Source data -

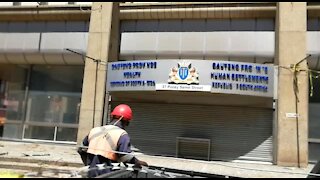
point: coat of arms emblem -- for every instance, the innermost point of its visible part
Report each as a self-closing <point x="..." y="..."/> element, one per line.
<point x="183" y="74"/>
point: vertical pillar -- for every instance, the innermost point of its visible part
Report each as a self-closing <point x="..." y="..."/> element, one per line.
<point x="99" y="46"/>
<point x="292" y="132"/>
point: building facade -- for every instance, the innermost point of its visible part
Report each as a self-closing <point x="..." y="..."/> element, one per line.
<point x="264" y="110"/>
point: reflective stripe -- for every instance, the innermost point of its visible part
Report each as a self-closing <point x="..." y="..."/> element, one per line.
<point x="103" y="141"/>
<point x="126" y="158"/>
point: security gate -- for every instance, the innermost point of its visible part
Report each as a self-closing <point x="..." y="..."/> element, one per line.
<point x="234" y="132"/>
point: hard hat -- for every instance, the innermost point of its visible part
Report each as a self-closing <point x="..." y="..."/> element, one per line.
<point x="124" y="111"/>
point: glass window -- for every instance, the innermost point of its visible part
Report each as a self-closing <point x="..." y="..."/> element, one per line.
<point x="13" y="80"/>
<point x="39" y="132"/>
<point x="67" y="134"/>
<point x="53" y="102"/>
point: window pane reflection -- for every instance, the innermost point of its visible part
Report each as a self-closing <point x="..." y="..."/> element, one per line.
<point x="53" y="107"/>
<point x="39" y="132"/>
<point x="67" y="134"/>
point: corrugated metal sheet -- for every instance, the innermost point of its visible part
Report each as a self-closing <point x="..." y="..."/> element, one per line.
<point x="235" y="132"/>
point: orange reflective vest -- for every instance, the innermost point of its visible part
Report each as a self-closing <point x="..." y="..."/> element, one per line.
<point x="103" y="141"/>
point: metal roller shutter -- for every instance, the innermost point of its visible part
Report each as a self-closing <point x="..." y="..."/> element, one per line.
<point x="234" y="132"/>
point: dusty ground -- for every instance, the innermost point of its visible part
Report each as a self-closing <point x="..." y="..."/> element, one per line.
<point x="34" y="157"/>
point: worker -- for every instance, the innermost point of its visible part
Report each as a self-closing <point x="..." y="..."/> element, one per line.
<point x="110" y="143"/>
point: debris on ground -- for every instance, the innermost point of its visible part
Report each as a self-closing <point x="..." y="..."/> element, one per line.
<point x="36" y="154"/>
<point x="9" y="174"/>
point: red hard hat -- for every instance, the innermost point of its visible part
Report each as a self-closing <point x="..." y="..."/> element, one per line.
<point x="122" y="110"/>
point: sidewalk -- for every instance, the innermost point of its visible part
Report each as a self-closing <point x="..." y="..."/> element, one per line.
<point x="67" y="154"/>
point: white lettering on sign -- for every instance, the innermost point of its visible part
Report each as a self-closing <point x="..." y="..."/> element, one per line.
<point x="292" y="115"/>
<point x="183" y="87"/>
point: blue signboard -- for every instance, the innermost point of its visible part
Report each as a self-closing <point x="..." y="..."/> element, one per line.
<point x="226" y="77"/>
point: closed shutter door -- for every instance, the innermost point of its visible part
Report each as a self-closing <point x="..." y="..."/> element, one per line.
<point x="234" y="132"/>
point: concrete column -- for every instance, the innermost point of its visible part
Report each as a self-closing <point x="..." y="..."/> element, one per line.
<point x="99" y="45"/>
<point x="291" y="132"/>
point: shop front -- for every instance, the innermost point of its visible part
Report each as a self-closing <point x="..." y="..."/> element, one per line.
<point x="198" y="109"/>
<point x="40" y="102"/>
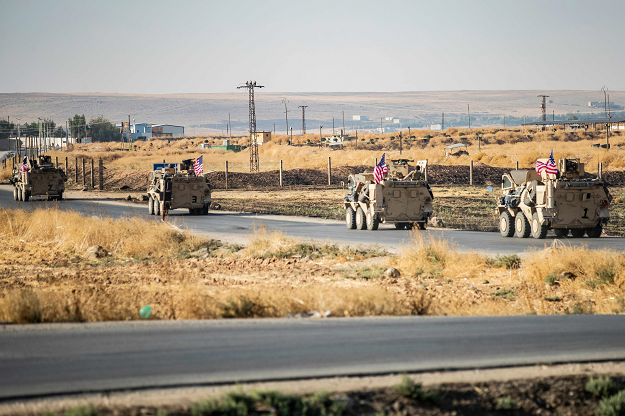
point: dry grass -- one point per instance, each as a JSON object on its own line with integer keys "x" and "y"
{"x": 45, "y": 278}
{"x": 499, "y": 147}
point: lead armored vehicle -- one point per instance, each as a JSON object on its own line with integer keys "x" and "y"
{"x": 403, "y": 198}
{"x": 39, "y": 177}
{"x": 564, "y": 202}
{"x": 171, "y": 189}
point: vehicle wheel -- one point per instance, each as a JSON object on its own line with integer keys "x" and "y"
{"x": 594, "y": 232}
{"x": 372, "y": 221}
{"x": 350, "y": 218}
{"x": 361, "y": 220}
{"x": 561, "y": 232}
{"x": 505, "y": 224}
{"x": 521, "y": 226}
{"x": 538, "y": 231}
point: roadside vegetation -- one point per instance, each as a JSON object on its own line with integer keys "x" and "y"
{"x": 544, "y": 395}
{"x": 58, "y": 266}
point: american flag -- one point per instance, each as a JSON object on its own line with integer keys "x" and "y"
{"x": 24, "y": 167}
{"x": 549, "y": 167}
{"x": 198, "y": 165}
{"x": 380, "y": 170}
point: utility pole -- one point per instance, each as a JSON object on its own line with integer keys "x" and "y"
{"x": 543, "y": 106}
{"x": 303, "y": 107}
{"x": 253, "y": 145}
{"x": 286, "y": 115}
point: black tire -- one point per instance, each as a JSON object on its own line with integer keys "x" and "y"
{"x": 350, "y": 218}
{"x": 361, "y": 219}
{"x": 373, "y": 221}
{"x": 594, "y": 232}
{"x": 522, "y": 227}
{"x": 506, "y": 224}
{"x": 561, "y": 232}
{"x": 539, "y": 231}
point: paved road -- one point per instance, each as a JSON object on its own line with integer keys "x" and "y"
{"x": 55, "y": 359}
{"x": 237, "y": 226}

Exercise prompt - Copy every row above word for word, in the same order, and leave the pictures out of your copy.

Complete output -
point: coat of arms emblem -- for every instance, the innermost point of its visible part
Report each as a self-closing <point x="..." y="..."/> element, one per line.
<point x="183" y="74"/>
point: vertical pillar -- for every instance, the innermost point of its visible part
Report each as a self-closing <point x="..." y="..."/> element, one per line.
<point x="99" y="46"/>
<point x="292" y="132"/>
point: building facade -- for every instance, the innermost point of its visible part
Report each as a self-closing <point x="..." y="..."/> element, one per line.
<point x="264" y="110"/>
point: reflective stripe -- for every instance, the innermost point of its visible part
Report each as a self-closing <point x="..." y="..."/> element, one per line.
<point x="103" y="141"/>
<point x="126" y="158"/>
point: security gate -- for every instance, the innermost point of its visible part
Report each as a self-closing <point x="..." y="..."/> element, one per line.
<point x="234" y="132"/>
point: hard hat -- for every instance, the innermost point of its visible part
Report each as a self-closing <point x="..." y="..."/> element, one per line.
<point x="124" y="111"/>
point: glass window -- for every instance, the innermost point of its visible part
Report each as a self-closing <point x="..." y="..."/> element, one per line.
<point x="13" y="80"/>
<point x="39" y="132"/>
<point x="67" y="134"/>
<point x="53" y="102"/>
point: window pane reflection -- for every instance, the innermost point of its visible part
Report each as a self-closing <point x="..." y="..."/> element, one per line.
<point x="53" y="107"/>
<point x="39" y="132"/>
<point x="67" y="134"/>
point: corrugated metal sheet -- for every instance, the innermost point of its visible part
Report each as a self-closing <point x="..." y="..."/> element, one per line.
<point x="235" y="132"/>
point: orange reflective vest -- for every instance, the innermost point of its visible part
Report each as a self-closing <point x="..." y="..."/> element, one per line.
<point x="103" y="141"/>
point: metal roller shutter -- for every instance, the innermost point of its visible part
Report each as a self-closing <point x="..." y="..."/> element, one per line.
<point x="234" y="132"/>
point: dusty ground -- for every instance, the innermost point of its visible part
Report each as a self-closing <point x="..." y="..."/> element, one per line.
<point x="34" y="157"/>
point: worker -- for every instance, the innermost point of its visible part
Report each as a self-closing <point x="..." y="..."/> element, one per line.
<point x="110" y="143"/>
point: debris on ground -- for every instance, the innermost point of its visible part
Report each as a self-closing <point x="..." y="..."/> element, one per line.
<point x="36" y="154"/>
<point x="9" y="174"/>
point: red hard hat -- for every instance, the innermost point of its visible part
Report each as a self-closing <point x="..." y="..."/> element, one per line.
<point x="122" y="110"/>
point: sidewalk -- for every instance, the innermost point of its visible part
Report each as a self-closing <point x="..." y="..."/> element, one per line.
<point x="67" y="154"/>
point: white lettering on sign -- for every instance, the innermost point of its visible part
Report each as a self-closing <point x="..." y="..."/> element, one per line.
<point x="292" y="115"/>
<point x="183" y="87"/>
point: blue signboard -- for every instance, the innermost point of its visible part
Report each as a self-closing <point x="..." y="..."/> element, one per line.
<point x="226" y="77"/>
point: closed shutter door -- for every instance, the innermost point of its visible part
Report each as a self-closing <point x="..." y="..."/> element, one per line.
<point x="234" y="132"/>
point: concrete column -- for every instance, the innermost point of its visible part
Report each as a self-closing <point x="..." y="..."/> element, one per line.
<point x="99" y="45"/>
<point x="291" y="132"/>
point: shop front -- for every instance, the innermost point of its visible part
Report each as a self-closing <point x="..." y="..."/> element, one per line.
<point x="198" y="109"/>
<point x="40" y="102"/>
point: dry grass -- one point per instance, each as a JSON object on its own line with integer keys "x" and "y"
{"x": 45, "y": 278}
{"x": 499, "y": 147}
point: lead armored vehicle -- one point per instance, each as a JSON object on its own line with integer keys "x" and "y"
{"x": 403, "y": 198}
{"x": 39, "y": 177}
{"x": 564, "y": 202}
{"x": 171, "y": 189}
point: vehicle wheel -- one point per instance, each as a JSON object on its own line with integer keys "x" and "y"
{"x": 594, "y": 232}
{"x": 372, "y": 221}
{"x": 350, "y": 218}
{"x": 361, "y": 220}
{"x": 561, "y": 232}
{"x": 505, "y": 224}
{"x": 521, "y": 226}
{"x": 538, "y": 231}
point: roadside vegetation -- one point per instance, each as a JSON object on its own line with integer keys "x" and "y"
{"x": 544, "y": 395}
{"x": 58, "y": 266}
point: american flag -- one point per instance, each as a JSON object on its own line with integer keys "x" and "y"
{"x": 24, "y": 167}
{"x": 549, "y": 167}
{"x": 198, "y": 165}
{"x": 380, "y": 170}
point: utility pole -- one point per instance, each as a JSON object on its own line with integer keys "x" and "y"
{"x": 543, "y": 106}
{"x": 303, "y": 107}
{"x": 253, "y": 145}
{"x": 286, "y": 115}
point: black tire -- one point per instance, each as a JSON object on its own line with integer keys "x" and "y"
{"x": 350, "y": 218}
{"x": 361, "y": 219}
{"x": 373, "y": 221}
{"x": 594, "y": 232}
{"x": 522, "y": 227}
{"x": 506, "y": 224}
{"x": 561, "y": 232}
{"x": 539, "y": 231}
point: paved road -- one point per instance, each as a JSON object on its own line with integer keys "x" and "y"
{"x": 55, "y": 359}
{"x": 237, "y": 226}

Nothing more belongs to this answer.